— BEGIN AVAILABLE DATA —
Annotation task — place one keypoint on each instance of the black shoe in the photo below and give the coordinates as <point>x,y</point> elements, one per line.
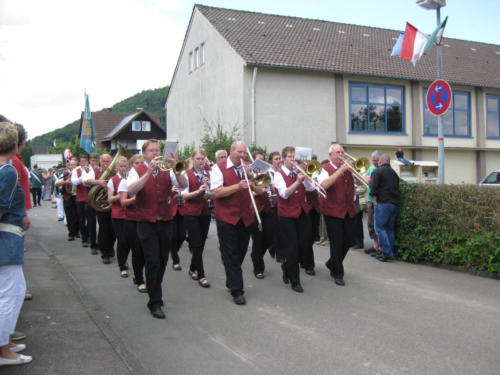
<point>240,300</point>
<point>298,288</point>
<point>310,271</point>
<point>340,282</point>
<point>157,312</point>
— END AVAILABLE DATA —
— BEGIN AVAILABLE DATA —
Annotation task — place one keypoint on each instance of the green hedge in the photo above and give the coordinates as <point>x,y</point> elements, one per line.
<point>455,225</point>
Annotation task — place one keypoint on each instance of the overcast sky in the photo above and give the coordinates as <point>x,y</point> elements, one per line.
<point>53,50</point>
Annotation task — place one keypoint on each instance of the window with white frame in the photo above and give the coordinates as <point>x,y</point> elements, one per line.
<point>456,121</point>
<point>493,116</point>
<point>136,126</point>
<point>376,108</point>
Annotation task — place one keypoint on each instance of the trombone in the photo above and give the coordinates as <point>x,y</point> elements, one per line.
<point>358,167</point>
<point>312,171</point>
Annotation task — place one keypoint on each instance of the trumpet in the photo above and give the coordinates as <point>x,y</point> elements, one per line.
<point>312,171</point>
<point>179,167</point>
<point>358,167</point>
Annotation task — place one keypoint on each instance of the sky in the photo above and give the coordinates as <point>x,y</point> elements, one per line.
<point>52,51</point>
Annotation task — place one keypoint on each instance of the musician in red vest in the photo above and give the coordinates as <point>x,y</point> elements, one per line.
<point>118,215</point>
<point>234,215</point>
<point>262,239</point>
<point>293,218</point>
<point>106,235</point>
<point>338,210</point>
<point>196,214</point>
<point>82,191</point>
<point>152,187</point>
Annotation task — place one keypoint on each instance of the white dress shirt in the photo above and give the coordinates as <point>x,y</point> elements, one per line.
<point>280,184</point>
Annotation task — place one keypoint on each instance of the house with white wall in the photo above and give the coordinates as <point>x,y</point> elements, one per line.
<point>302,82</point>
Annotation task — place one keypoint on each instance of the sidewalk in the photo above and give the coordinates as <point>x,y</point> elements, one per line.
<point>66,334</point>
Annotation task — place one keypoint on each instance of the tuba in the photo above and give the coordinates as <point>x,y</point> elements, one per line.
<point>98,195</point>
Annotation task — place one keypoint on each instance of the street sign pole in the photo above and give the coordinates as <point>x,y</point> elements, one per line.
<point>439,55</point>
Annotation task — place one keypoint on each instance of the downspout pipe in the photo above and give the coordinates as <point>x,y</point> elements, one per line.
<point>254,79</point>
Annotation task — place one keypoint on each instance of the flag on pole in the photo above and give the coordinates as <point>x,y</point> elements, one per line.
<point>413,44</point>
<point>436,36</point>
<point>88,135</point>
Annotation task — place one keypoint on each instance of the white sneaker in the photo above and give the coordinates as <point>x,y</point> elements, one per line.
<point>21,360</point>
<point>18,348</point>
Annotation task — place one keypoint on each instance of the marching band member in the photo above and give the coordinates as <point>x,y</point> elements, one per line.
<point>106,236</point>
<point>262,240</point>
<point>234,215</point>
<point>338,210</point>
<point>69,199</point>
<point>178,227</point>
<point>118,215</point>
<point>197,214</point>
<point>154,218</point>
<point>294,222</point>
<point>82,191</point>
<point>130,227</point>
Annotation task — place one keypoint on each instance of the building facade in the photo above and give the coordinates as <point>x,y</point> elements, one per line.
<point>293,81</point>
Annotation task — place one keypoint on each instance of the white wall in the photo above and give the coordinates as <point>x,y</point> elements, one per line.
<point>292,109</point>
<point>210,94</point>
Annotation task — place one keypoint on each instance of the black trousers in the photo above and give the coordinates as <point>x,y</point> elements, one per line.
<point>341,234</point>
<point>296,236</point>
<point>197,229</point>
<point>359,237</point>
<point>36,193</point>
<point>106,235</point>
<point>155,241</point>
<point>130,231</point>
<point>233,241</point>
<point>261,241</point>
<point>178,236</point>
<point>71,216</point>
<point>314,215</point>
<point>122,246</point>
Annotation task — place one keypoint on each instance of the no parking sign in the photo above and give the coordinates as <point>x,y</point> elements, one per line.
— END AVAILABLE DATA —
— BEGIN AVAILABLE DATA —
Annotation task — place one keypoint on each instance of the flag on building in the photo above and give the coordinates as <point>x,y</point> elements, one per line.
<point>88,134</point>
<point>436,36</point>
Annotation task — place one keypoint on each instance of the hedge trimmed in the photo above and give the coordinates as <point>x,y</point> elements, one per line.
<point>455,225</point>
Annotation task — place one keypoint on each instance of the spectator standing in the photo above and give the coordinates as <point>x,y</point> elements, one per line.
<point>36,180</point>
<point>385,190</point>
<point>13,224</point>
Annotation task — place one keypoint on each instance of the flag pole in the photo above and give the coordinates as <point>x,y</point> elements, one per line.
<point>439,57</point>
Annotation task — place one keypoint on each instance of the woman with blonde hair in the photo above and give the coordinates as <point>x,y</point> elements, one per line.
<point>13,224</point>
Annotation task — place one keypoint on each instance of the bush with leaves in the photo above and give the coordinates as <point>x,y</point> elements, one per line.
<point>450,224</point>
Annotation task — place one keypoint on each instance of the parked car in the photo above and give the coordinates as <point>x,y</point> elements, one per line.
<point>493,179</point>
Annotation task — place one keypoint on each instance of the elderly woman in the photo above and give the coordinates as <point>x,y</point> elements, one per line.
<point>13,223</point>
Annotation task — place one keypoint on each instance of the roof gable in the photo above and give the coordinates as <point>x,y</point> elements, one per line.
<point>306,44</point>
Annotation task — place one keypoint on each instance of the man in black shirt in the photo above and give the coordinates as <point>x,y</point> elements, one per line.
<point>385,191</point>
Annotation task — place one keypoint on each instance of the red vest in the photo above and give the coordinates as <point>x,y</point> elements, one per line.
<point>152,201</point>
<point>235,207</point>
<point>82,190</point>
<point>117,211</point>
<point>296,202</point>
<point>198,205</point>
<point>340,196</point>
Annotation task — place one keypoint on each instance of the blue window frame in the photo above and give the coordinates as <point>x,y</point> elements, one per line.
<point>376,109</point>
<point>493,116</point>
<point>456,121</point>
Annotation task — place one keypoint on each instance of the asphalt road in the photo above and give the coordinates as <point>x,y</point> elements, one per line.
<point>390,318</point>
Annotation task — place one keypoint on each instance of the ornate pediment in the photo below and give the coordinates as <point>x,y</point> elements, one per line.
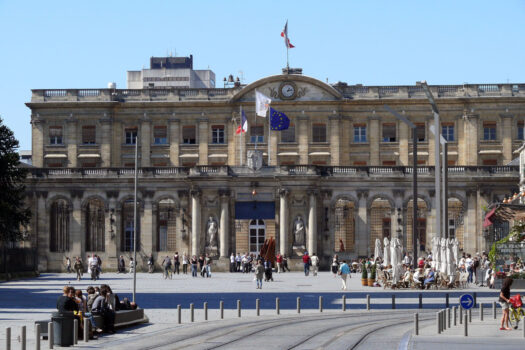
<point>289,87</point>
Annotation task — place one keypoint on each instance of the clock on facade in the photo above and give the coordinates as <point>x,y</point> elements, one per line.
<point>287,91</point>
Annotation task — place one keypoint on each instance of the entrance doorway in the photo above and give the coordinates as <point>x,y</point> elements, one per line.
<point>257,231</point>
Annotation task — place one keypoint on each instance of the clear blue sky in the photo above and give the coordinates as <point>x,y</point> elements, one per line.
— END AVAILABLE DATA —
Turn everything from the row containing "of the trumpet" down to the row containing "<point>302,82</point>" into a Markdown table with two columns, No. and Row Text, numbering each line in order and leaving out blank lines.

| ANSWER TO THE TASK |
| No. | Row Text |
|---|---|
| 1 | Annotation task — place one keypoint on each instance of the trumpet in the photo above and give the coordinates as <point>x,y</point> elements, one per line. |
| 2 | <point>312,171</point> |
| 3 | <point>179,167</point> |
| 4 | <point>358,167</point> |
| 5 | Annotation task — place one keypoint on each instance of the sky in the photo above and give the coordinates as <point>x,y</point> elements, one per line. |
| 6 | <point>52,51</point> |
| 7 | Annotation task — place one keypoint on each instance of the musician in red vest in the photo above and give the coordinates as <point>x,y</point> elements, one per line. |
| 8 | <point>118,215</point> |
| 9 | <point>234,215</point> |
| 10 | <point>262,239</point> |
| 11 | <point>293,218</point> |
| 12 | <point>106,235</point> |
| 13 | <point>338,210</point> |
| 14 | <point>196,214</point> |
| 15 | <point>82,191</point> |
| 16 | <point>152,187</point> |
| 17 | Annotation task — place one keypoint on each instance of the white dress shirt in the photo above and give the coordinates as <point>x,y</point> elements, one per line. |
| 18 | <point>280,184</point> |
| 19 | Annotation task — place one keypoint on each instance of the house with white wall in the photo above and give the coordinates as <point>x,y</point> elements, one per line. |
| 20 | <point>302,82</point> |